Arbeitsauftrag 1 » Wie lange sollte man laut dem Text über Achtsamkeitsmeditation normalerweise täglich meditieren?
Arbeitsauftrag 2 » Zitieren Sie aus dem Text über Achtsamkeitsmeditation den Abschnitt, der bei den Worten „Wie lange sollte“ einsetzt und mit „das Immunsystem stärkt.“ schließt.

Durch die formale Achtsamkeitsmeditation können wir vor allem lernen, wie man mit unangenehmen Dingen leben kann. Sie hilft uns, so in unserem Körper zu Hause zu sein, dass sich nicht jeder alltägliche physische und/oder emotionale Schmerz zu einem größeren Problem auswächst. Je nachdem, wie Sie sich gerade fühlen, können Sie Ihre Aufmerksamkeit auf den Atem richten, einen körperlichen Schmerz untersuchen, zum Atem zurückkehren, ein Gefühl wahrnehmen, das Gefühl im Körper lokalisieren, atmen, den Körper ein wenig entspannen, atmen, Geräuschen aus der Umgebung lauschen, zum Atem zurückkehren und so weiter. Diese Praxis schenkt uns, wie Jon Kabat-Zinn sagt, die Freiheit, auf das Leben zu „antworten“, anstatt zu „reagieren“. Wir können kluge Entscheidungen treffen: „Soll ich das jetzt wirklich essen? Sollte ich jetzt mit meiner Frau (meinem Mann) streiten? Ist dies der richtige Moment, um einem sexuellen Verlangen nachzugeben?“

Wie lange sollte eine Meditationssitzung im Allgemeinen dauern? Normalerweise wird empfohlen, täglich 30 bis 45 Minuten zu meditieren. Es hat sich gezeigt, dass diese Meditationsdauer das allgemeine Wohlbefinden steigert und sogar das Immunsystem stärkt.

Gegebenes Material »
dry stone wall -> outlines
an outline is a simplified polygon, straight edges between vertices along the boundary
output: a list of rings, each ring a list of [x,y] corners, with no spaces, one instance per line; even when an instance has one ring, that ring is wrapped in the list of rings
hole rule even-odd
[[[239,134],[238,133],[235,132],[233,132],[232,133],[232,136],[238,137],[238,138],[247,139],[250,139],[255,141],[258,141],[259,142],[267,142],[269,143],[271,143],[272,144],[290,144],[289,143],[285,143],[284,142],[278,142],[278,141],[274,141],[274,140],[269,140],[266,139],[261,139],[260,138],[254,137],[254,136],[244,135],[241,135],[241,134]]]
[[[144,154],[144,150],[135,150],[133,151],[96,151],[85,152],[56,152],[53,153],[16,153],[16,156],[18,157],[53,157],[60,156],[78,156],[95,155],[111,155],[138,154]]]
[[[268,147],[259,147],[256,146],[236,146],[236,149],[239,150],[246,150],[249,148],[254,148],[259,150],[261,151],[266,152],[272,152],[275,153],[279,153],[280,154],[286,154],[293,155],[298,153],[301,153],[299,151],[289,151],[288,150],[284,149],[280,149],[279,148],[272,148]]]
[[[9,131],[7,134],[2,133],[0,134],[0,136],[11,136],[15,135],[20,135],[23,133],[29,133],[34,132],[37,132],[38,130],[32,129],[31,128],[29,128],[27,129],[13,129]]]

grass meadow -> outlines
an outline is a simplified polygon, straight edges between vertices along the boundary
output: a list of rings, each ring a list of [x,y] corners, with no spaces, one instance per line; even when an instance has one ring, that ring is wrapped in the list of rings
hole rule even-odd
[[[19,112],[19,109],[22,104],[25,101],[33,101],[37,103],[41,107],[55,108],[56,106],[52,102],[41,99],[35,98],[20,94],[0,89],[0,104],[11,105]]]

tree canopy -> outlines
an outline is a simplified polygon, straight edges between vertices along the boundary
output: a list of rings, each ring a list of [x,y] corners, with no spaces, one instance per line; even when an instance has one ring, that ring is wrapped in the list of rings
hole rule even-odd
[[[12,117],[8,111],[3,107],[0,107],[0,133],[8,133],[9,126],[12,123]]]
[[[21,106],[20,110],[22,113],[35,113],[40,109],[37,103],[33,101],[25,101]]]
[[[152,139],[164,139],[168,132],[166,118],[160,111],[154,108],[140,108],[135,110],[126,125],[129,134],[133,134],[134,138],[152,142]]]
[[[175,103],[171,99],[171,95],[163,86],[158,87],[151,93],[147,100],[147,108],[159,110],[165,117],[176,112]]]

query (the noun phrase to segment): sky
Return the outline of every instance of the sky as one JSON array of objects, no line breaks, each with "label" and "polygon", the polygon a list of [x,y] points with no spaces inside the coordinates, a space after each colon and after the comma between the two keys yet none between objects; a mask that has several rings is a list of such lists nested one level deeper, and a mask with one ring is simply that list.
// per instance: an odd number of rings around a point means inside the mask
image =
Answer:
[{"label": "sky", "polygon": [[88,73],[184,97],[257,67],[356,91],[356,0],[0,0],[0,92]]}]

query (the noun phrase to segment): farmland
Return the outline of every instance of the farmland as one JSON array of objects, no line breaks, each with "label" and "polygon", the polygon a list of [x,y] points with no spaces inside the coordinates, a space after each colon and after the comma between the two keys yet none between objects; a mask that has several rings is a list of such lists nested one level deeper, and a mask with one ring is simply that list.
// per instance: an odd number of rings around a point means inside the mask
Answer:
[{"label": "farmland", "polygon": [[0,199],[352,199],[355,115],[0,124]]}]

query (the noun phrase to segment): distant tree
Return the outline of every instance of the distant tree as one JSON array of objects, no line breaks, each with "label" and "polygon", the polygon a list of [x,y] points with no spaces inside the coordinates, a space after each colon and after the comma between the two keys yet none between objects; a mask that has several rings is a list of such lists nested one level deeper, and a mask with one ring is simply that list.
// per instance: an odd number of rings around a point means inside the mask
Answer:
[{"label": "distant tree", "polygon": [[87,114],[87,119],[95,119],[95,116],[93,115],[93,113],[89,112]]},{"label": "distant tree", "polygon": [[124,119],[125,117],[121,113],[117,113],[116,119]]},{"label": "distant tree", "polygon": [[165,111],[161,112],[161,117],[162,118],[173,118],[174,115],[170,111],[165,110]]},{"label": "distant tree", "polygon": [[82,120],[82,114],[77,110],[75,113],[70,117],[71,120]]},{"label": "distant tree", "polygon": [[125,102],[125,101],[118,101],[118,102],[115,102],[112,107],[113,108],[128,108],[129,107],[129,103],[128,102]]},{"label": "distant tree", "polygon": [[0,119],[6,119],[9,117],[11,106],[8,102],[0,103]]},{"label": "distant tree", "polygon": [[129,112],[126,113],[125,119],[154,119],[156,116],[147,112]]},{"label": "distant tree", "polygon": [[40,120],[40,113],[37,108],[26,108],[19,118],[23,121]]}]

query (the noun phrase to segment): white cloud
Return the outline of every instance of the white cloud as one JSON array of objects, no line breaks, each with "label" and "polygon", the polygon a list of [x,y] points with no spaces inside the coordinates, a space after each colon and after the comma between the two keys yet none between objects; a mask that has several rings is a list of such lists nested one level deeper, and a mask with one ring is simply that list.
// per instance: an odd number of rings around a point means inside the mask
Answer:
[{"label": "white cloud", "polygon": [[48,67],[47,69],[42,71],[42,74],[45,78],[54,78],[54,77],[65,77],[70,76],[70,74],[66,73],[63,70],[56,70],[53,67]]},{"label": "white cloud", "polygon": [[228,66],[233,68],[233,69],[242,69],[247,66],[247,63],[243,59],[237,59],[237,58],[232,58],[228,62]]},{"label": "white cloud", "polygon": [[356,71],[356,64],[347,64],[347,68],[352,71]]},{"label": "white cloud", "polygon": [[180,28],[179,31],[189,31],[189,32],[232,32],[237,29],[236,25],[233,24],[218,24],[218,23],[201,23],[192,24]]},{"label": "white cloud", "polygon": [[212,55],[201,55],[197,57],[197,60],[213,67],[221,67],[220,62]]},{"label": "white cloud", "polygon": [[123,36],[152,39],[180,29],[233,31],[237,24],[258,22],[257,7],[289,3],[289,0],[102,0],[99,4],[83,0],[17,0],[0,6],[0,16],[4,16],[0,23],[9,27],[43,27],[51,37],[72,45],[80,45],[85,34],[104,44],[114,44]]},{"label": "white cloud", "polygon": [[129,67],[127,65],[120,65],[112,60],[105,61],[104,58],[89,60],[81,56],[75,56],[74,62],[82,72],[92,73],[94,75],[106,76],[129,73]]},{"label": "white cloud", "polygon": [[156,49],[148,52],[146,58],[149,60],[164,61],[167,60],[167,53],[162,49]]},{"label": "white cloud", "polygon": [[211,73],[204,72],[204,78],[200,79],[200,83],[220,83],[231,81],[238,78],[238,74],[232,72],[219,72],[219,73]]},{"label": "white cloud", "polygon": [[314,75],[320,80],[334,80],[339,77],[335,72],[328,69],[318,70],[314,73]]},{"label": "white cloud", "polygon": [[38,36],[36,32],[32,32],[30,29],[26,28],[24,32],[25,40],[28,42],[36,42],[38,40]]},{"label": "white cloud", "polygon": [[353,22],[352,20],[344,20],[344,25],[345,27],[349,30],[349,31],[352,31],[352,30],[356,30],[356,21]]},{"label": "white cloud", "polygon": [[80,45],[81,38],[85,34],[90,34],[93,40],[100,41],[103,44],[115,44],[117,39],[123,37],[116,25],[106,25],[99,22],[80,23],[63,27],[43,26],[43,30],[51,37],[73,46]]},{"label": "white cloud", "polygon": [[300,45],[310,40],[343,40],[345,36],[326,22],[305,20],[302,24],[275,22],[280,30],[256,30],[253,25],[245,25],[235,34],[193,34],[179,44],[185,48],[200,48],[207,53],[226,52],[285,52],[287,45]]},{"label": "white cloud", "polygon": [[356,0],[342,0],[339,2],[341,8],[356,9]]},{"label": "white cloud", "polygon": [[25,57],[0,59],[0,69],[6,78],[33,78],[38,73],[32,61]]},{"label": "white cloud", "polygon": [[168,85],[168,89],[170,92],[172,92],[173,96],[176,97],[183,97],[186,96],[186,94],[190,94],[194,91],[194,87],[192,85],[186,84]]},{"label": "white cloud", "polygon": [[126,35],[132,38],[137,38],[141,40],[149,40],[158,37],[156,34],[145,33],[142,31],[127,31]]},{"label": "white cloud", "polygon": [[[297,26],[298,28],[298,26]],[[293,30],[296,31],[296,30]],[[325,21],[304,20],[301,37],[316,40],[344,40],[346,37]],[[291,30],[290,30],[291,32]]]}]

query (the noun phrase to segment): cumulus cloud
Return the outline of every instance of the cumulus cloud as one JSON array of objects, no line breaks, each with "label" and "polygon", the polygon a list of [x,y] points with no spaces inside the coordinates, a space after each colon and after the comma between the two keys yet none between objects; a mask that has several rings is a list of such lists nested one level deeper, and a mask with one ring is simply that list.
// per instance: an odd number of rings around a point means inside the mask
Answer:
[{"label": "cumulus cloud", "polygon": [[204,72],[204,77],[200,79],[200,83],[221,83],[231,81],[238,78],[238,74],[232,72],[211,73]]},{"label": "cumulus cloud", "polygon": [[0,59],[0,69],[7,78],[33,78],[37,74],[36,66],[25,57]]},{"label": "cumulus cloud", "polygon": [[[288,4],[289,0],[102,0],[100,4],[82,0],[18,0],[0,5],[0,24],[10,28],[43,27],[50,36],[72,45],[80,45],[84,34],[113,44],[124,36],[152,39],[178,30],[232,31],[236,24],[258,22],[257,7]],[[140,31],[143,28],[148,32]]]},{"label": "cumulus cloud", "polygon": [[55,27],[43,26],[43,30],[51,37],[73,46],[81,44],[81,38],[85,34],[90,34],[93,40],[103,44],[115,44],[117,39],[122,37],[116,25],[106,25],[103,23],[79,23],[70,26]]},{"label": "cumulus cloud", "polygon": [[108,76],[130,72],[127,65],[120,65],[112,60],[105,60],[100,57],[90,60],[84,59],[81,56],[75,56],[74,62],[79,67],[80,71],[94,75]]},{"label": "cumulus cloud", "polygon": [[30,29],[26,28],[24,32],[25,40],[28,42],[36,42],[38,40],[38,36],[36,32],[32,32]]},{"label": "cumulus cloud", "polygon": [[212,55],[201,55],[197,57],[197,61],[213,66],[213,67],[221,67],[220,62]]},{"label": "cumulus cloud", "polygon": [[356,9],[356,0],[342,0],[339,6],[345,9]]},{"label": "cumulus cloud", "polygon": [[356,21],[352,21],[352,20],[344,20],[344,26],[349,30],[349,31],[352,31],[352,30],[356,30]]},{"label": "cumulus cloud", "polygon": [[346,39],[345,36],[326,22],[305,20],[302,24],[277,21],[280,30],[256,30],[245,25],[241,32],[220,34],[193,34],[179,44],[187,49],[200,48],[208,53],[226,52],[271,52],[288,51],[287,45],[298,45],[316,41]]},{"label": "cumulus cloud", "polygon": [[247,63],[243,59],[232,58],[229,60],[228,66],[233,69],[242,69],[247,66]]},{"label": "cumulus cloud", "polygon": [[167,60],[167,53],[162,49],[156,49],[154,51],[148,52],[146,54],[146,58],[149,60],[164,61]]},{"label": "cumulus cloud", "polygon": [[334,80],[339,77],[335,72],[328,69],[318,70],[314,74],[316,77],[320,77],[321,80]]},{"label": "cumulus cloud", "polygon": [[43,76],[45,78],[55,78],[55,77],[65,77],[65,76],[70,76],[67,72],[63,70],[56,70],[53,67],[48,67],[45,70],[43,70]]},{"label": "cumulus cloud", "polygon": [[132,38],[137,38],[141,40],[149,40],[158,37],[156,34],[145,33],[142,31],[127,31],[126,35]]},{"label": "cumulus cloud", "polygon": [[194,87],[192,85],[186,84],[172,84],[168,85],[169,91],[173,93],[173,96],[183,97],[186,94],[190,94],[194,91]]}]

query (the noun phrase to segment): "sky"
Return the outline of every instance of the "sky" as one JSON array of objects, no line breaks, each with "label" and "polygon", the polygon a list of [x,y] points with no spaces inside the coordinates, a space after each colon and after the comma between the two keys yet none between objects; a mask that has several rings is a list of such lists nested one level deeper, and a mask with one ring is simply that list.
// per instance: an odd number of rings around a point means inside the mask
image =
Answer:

Lösung 1 » 30 bis 45 Minuten täglich.

Lösung 2 »
Wie lange sollte eine Meditationssitzung im Allgemeinen dauern? Normalerweise wird empfohlen, täglich 30 bis 45 Minuten zu meditieren. Es hat sich gezeigt, dass diese Meditationsdauer das allgemeine Wohlbefinden steigert und sogar das Immunsystem stärkt.